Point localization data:
● ● ● ●

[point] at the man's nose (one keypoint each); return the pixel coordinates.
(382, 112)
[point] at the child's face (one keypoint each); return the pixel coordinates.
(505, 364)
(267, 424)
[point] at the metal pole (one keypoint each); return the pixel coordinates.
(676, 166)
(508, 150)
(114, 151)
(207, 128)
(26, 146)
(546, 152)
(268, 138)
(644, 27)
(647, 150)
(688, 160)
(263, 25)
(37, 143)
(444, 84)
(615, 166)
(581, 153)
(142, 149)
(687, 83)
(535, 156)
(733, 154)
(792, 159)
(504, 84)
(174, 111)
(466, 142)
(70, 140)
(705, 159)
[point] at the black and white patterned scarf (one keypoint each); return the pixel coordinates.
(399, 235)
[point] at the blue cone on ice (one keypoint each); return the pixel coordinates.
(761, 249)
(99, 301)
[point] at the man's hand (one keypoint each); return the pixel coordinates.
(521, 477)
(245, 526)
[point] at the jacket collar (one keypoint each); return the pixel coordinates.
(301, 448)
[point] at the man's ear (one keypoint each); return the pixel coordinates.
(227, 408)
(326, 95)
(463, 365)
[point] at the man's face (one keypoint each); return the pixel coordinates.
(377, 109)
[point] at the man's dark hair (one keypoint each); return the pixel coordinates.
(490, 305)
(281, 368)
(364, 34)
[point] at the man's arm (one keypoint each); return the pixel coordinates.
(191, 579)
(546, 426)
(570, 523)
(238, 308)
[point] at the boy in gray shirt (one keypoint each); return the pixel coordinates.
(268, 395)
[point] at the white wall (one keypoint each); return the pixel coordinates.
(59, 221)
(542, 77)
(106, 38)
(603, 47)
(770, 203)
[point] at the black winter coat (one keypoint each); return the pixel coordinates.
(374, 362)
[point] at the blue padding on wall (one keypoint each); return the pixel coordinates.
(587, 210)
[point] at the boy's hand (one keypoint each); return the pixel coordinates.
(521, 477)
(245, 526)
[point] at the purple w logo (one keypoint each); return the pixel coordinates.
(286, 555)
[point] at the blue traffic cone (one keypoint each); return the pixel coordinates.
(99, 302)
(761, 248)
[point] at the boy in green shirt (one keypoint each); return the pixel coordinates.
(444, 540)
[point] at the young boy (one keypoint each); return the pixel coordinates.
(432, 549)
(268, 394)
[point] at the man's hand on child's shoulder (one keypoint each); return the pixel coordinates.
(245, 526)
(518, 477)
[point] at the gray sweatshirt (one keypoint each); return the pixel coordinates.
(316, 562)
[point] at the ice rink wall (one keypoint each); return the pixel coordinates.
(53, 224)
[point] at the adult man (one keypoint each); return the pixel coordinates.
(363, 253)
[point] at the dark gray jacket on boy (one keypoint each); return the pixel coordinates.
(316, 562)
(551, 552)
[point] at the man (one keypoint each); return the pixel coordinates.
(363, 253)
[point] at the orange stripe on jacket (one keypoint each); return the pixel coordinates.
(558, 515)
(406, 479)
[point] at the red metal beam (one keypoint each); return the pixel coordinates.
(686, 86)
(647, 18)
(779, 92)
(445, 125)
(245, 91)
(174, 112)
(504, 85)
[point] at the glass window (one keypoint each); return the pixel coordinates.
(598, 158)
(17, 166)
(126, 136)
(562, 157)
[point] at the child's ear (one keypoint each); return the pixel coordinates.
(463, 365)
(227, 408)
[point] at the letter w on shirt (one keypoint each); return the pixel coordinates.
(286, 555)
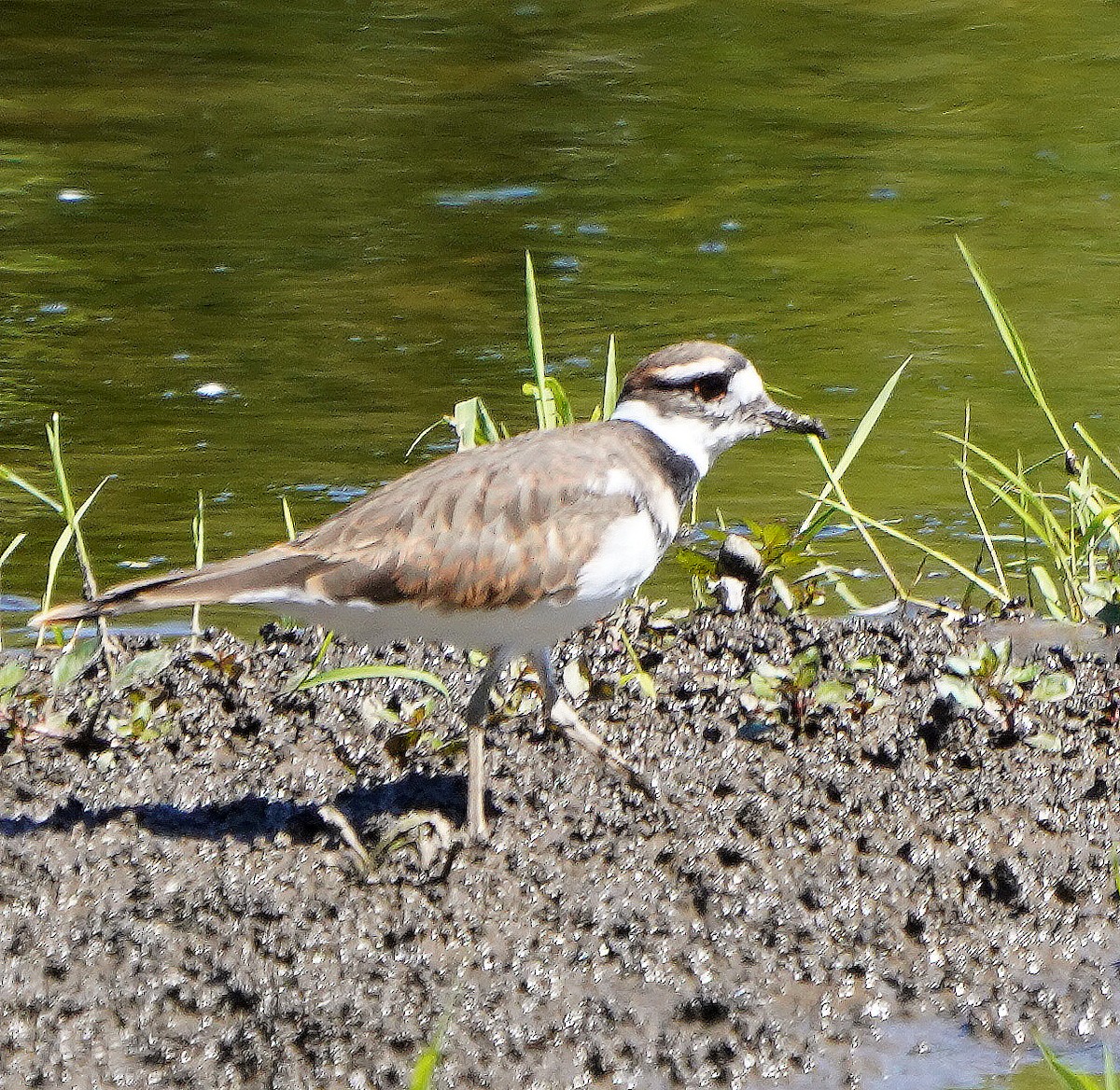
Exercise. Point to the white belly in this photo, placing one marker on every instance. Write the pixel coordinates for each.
(530, 629)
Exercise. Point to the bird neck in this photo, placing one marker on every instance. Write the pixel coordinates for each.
(686, 437)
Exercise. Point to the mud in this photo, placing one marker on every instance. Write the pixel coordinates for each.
(179, 904)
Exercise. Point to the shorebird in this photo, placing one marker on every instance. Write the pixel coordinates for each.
(510, 547)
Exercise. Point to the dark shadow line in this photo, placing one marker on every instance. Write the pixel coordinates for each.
(253, 817)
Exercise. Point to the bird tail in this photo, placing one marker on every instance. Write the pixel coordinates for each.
(239, 580)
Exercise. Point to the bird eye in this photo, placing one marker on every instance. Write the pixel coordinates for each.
(710, 387)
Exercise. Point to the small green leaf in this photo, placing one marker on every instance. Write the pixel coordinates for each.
(865, 664)
(959, 691)
(141, 669)
(960, 664)
(1053, 687)
(359, 674)
(805, 666)
(1048, 592)
(11, 674)
(1069, 1078)
(833, 693)
(764, 687)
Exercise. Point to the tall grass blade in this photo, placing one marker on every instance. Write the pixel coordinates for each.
(858, 438)
(1013, 342)
(55, 442)
(473, 423)
(424, 1073)
(610, 381)
(7, 474)
(1091, 442)
(844, 507)
(546, 407)
(1069, 1078)
(989, 545)
(855, 515)
(199, 532)
(1046, 525)
(12, 546)
(289, 524)
(374, 670)
(63, 543)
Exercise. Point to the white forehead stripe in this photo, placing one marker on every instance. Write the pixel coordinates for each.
(746, 385)
(694, 369)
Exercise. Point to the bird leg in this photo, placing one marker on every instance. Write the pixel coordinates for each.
(477, 710)
(563, 715)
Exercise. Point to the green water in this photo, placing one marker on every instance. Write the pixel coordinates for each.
(324, 208)
(325, 211)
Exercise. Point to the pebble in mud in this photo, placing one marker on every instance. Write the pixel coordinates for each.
(174, 910)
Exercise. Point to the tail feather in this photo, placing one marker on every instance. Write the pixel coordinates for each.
(272, 571)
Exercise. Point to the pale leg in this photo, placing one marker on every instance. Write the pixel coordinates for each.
(477, 710)
(563, 715)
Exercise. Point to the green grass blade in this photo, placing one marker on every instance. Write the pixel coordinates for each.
(56, 556)
(1091, 442)
(289, 524)
(1069, 1078)
(565, 415)
(359, 674)
(546, 410)
(63, 543)
(55, 442)
(855, 515)
(465, 421)
(989, 545)
(1019, 482)
(1048, 591)
(858, 438)
(973, 577)
(14, 545)
(1013, 342)
(199, 532)
(424, 1073)
(610, 381)
(7, 474)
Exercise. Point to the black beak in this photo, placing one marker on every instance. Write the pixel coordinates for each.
(788, 420)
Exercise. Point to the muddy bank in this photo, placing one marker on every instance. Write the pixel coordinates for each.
(834, 853)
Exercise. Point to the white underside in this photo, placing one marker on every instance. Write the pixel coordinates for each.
(520, 631)
(626, 556)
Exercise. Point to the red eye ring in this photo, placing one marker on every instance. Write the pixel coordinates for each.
(710, 387)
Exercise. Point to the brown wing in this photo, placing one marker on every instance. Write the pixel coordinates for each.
(501, 525)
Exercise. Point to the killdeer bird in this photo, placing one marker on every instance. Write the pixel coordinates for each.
(510, 547)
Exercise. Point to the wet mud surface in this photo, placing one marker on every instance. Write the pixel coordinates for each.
(833, 857)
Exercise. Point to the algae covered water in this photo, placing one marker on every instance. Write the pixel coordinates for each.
(249, 256)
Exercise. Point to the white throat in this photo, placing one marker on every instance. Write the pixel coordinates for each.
(687, 436)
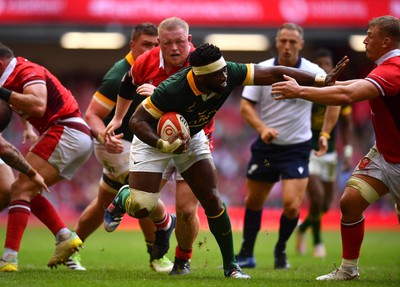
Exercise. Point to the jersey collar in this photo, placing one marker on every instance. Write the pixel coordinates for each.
(388, 55)
(297, 65)
(129, 59)
(7, 72)
(192, 84)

● ● ● ●

▶ TRY IT
Without the pictures, copy out each entry exactly as it stands.

▶ SOLUTION TO THE EXERCISE
[point] at the man's nose (one keypoint each); return the pixel coordinates.
(382, 112)
[point] at the child's face (one keypoint each); return the pixel coordinates.
(505, 364)
(267, 424)
[point] at the metal pole (one keypoint each); return the pixel coordinates.
(676, 166)
(508, 150)
(114, 151)
(207, 128)
(26, 146)
(546, 152)
(268, 138)
(644, 27)
(647, 150)
(688, 160)
(263, 25)
(37, 143)
(444, 84)
(615, 166)
(581, 153)
(142, 149)
(687, 83)
(535, 156)
(733, 154)
(792, 159)
(504, 84)
(174, 111)
(466, 142)
(70, 140)
(705, 159)
[point] at the black and white patterned scarf (one keypoint each); return the pixel coordinates.
(399, 235)
[point] at the blue cone on ice (one keypoint each); return the pixel coordinates.
(761, 249)
(99, 301)
[point] at the man's hand (one keypoint each); return the pixel coordinates.
(521, 477)
(245, 526)
[point] at the jacket collar (one keypoint each); return the pixel coordinates.
(301, 448)
[point] at the man's ear (one keypoint each); return the pixel coordinates.
(227, 408)
(326, 95)
(463, 365)
[point] at the man's face (one keypoint each); return the pixel coordinates.
(377, 109)
[point] at the man's dark hair (one keypoint each); return the pixel coordinates.
(490, 305)
(281, 368)
(364, 34)
[point] at the man's arm (one keypoint each); return the pixel coordinates.
(191, 579)
(546, 426)
(570, 523)
(238, 308)
[point] at the boy in gray shirt (one keypoint each); return the pixel coordinates.
(268, 395)
[point] at the white wall (one keypoint each); return the pixel coordinates.
(59, 221)
(542, 77)
(106, 38)
(603, 47)
(770, 203)
[point] at the black winter coat (one keypoint each); return the pixel coordinates.
(374, 362)
[point] at the blue padding on wall (one keypoint each); return the pixel coordinates.
(587, 210)
[point] at the boy's hand (one keypoint each); return the pixel coordinates.
(521, 477)
(245, 526)
[point] at the purple w logo (one keypoint each); return the pixel coordinates.
(286, 555)
[point] at the blue traffic cone (one keypoint each); return the pixel coordinates.
(99, 302)
(761, 248)
[point] at the boy in green shirt (one keypoint each); return the pixel coordinates.
(444, 540)
[point] at the young boy (one keypoint each); return the pixel coordinates.
(432, 549)
(268, 394)
[point] at the man's hand on child's shoulder (one keypoint each); return the pixel coordinates.
(245, 526)
(518, 477)
[point] at the gray sweatshirt (one keypoint each); return the pixel coordinates.
(316, 562)
[point] at the ice rink wall (one keypoint each); return the pixel coordinates.
(53, 224)
[point] at the adult man (one keypoint each); return the pixel coordinates.
(363, 253)
[point] at the dark gray jacket on boy (one keypoint each); return the pixel coordinates.
(316, 562)
(551, 552)
[point] at the man (one keypoint each); return the pixel coordinates.
(363, 253)
[point] at the orange stripe on jacket (one keypoint each); return the pixel coordinates.
(558, 515)
(406, 479)
[point] at the red metal beam (one keypoint each); return the pixel coordinates.
(686, 86)
(647, 18)
(779, 92)
(445, 125)
(245, 91)
(174, 112)
(504, 85)
[point] at the glass window (one keypoint each); return the pixel coordinates.
(598, 158)
(17, 166)
(126, 136)
(562, 157)
[point] at the child's ear (one keypoint each); return the pixel coordinates.
(463, 365)
(227, 408)
[point] at the letter w on shirt (one keypoint each); return the pixel coordinates.
(286, 555)
Exercise. Point to the white belly in this photo, placing one marker on every instance. Write the pixel coordinates for each.
(530, 629)
Exercise. Point to the bird neck in this photo, placing one marker on every instance. Write the pixel coordinates for each.
(686, 437)
Exercise. Point to the mud in this photo, placing one marker on every instance. Write the pixel coordinates for each.
(179, 904)
Exercise. Point to the shorebird in this photo, placing one marker on every instance. Write the pixel coordinates for each.
(510, 547)
Exercise. Point to the dark shadow line in this photo, placing one marker on every instance. Write the pixel coordinates for each.
(253, 817)
Exercise. Point to the bird tail in this photo, placing one marker on every instance. Write the pixel coordinates for each.
(239, 580)
Exercise. Point to the bird eye in this photo, placing one marker on every instance. Write the pixel coordinates for each.
(710, 387)
Exercise. Point to the small green leaf in this photo, placing one marker on every instance. Write the pixel coordinates for each.
(865, 664)
(959, 691)
(141, 669)
(960, 664)
(1053, 687)
(359, 674)
(805, 666)
(1048, 592)
(11, 674)
(1069, 1078)
(833, 693)
(764, 687)
Exercise. Point to the tall grass blade in this photo, placing one marker on every instance. Write the pixel coordinates for each.
(858, 438)
(1013, 342)
(55, 442)
(473, 423)
(424, 1073)
(610, 381)
(7, 474)
(1091, 442)
(844, 507)
(546, 407)
(1069, 1078)
(989, 545)
(855, 515)
(199, 532)
(1046, 525)
(12, 546)
(289, 524)
(374, 670)
(63, 543)
Exercise. Point to the white forehead stripe in this photo, placing one marker on every instance. Write the pixel coordinates for each.
(746, 385)
(694, 369)
Exercise. Point to the bird leg in this photo, placing one marker on every instance. Write the pixel coordinates for each.
(477, 710)
(563, 715)
Exercise. Point to the green water in this photo, placing one marker on every instance. Write the pixel coordinates for each.
(324, 208)
(325, 211)
Exercise. Point to the pebble in mud in this photo, placing one marker on every instance. Write the pixel coordinates for each.
(174, 910)
Exercise. Point to the tail feather in this photo, placing one marker on every instance. Write the pixel coordinates for each.
(272, 571)
Exercise. Point to the pale leg in this photo, placing one marker on every instance. Write the pixel coordinates for each.
(477, 710)
(563, 715)
Exercise. Point to the green grass blade in this photo, placing one marker on every instance. Write the pixel coordinates for each.
(56, 556)
(1091, 442)
(289, 524)
(1069, 1078)
(565, 415)
(359, 674)
(546, 410)
(63, 543)
(55, 442)
(855, 515)
(465, 421)
(989, 545)
(1019, 482)
(1048, 591)
(858, 438)
(973, 577)
(14, 545)
(1013, 342)
(199, 532)
(424, 1073)
(610, 381)
(7, 474)
Exercise. Point to the black beak in this photo, placing one marker on every instance. Write the pixel coordinates for each.
(788, 420)
Exercise. Point to the muddy bank in this photo, placing one marker on every instance. Write the pixel coordinates for each.
(834, 853)
Exercise. Point to the white underside in this photo, placing one marker on every instance. Write the pixel coordinates for each.
(520, 631)
(626, 556)
Exercise. Point to the red eye ring in this photo, placing one marker on every instance. Write the pixel coordinates for each.
(710, 387)
Exercise. Point to the brown wing in this photo, placing one marker on every instance. Write the pixel coordinates for each.
(501, 525)
Exercise. Point to the killdeer bird in this photo, placing one marker on every instance. Write the pixel coordinates for each.
(510, 547)
Exercise. Point to the wet mud surface in this photo, placing one marker on every instance. Write the pixel coordinates for each.
(833, 857)
Exercise. Point to the algae covered water in this photo, placing one marker on every instance. Write the pixel coordinates for each.
(249, 256)
Exercise. Point to the white throat in this photo, placing one marker on every instance. Write the pixel coordinates for each.
(687, 436)
Exercise. Point to the jersey collar in this photo, placing one marker on every instance. Write the pixel coordinates for each.
(388, 55)
(297, 65)
(129, 59)
(7, 72)
(192, 84)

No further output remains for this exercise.